Stored data entries:
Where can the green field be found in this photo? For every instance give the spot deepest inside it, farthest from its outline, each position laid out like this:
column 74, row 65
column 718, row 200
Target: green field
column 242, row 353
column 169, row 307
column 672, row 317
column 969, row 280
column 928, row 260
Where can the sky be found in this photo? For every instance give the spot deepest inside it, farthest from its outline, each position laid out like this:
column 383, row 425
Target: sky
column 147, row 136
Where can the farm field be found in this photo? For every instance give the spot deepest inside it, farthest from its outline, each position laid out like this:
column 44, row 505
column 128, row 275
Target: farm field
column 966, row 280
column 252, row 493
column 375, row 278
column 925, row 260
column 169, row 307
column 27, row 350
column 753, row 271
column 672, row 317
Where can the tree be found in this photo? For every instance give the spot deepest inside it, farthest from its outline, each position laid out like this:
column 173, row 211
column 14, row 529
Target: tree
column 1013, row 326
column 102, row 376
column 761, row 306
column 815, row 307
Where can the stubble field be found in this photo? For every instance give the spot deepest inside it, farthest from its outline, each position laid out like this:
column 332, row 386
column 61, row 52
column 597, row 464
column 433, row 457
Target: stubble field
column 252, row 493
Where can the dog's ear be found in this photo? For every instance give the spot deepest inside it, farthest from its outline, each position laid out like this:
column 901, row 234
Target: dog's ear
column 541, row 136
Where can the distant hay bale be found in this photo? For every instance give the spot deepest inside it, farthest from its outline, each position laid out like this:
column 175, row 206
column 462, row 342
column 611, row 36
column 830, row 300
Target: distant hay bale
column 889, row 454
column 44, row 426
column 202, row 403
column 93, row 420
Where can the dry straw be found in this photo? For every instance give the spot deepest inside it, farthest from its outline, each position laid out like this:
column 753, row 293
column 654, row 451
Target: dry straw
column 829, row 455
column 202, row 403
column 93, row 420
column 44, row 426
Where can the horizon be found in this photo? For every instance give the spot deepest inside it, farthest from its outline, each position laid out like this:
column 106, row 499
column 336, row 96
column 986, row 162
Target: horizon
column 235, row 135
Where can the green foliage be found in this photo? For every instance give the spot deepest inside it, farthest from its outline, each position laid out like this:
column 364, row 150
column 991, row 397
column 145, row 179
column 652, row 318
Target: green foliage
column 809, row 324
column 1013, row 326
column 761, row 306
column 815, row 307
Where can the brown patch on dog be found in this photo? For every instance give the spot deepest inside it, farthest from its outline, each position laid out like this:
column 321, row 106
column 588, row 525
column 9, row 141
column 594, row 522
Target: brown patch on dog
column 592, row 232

**PROBLEM TO WORK ON**. Reproduce every row above verbatim, keeping their order unchanged.

**WRITTEN RESPONSE**.
Where can the green field be found in this photo? For every instance give the spot deepest inside it, farthest from its outline, each position laid out like this:
column 74, row 65
column 718, row 200
Target: green field
column 242, row 353
column 169, row 307
column 672, row 317
column 969, row 280
column 928, row 260
Where can the sky be found in this photo? For every instance give the spot deepest inside it, farthest from its outline, each position laid out like this:
column 383, row 425
Target: sky
column 147, row 136
Where can the farm field be found in this photo? For every instance give the spot deepest inside it, farthest from its outline, each position laid out like this:
column 44, row 505
column 128, row 275
Target: farm field
column 966, row 280
column 252, row 493
column 375, row 278
column 925, row 260
column 169, row 307
column 27, row 350
column 753, row 271
column 672, row 317
Where can the tree be found in this photo? For every instance give the spot deepest inside it, farthest from its outline, each position laid out like this:
column 173, row 211
column 14, row 529
Target: tree
column 1013, row 326
column 102, row 376
column 761, row 306
column 815, row 307
Where can the stubble field be found in this photo? For every instance give the spot deepest inside it, farthest from its outline, each position laid out like this:
column 332, row 386
column 61, row 52
column 597, row 464
column 433, row 457
Target: stubble field
column 252, row 493
Where can the dog's ear be found in this photo? For every instance give the spot deepest inside it, farthest from its outline, each position laid out like this:
column 901, row 234
Target: dog's ear
column 541, row 136
Where can the distant hay bale be found in this photo? For every instance give the spot deepest inside it, farthest from its outline, each position laid out like this:
column 175, row 206
column 462, row 342
column 611, row 36
column 830, row 300
Target: distant hay bale
column 889, row 454
column 44, row 426
column 202, row 403
column 93, row 420
Where can the dry straw be found in this photo? For every instance give the spot deepest inside it, farthest from its outline, each position laid out like this:
column 753, row 293
column 654, row 451
Target: dry straw
column 829, row 455
column 202, row 403
column 93, row 420
column 44, row 426
Where can the horizon be found in this photo? For every instance give the spot deepest inside it, farthest from its outline, each position laid out like this:
column 106, row 499
column 336, row 96
column 986, row 162
Target: horizon
column 235, row 135
Where can the green foliage be found in this photo? For every instance give the spot deepest inside it, farthest from its outline, each position laid out like this:
column 364, row 150
column 991, row 397
column 145, row 179
column 652, row 318
Target: green foliage
column 809, row 324
column 1013, row 326
column 761, row 306
column 815, row 307
Where can the brown patch on dog be found in this photo? For every instance give the spot deepest inside it, farthest from its outline, each position laid out like this:
column 321, row 106
column 588, row 525
column 9, row 141
column 594, row 522
Target: brown patch on dog
column 592, row 232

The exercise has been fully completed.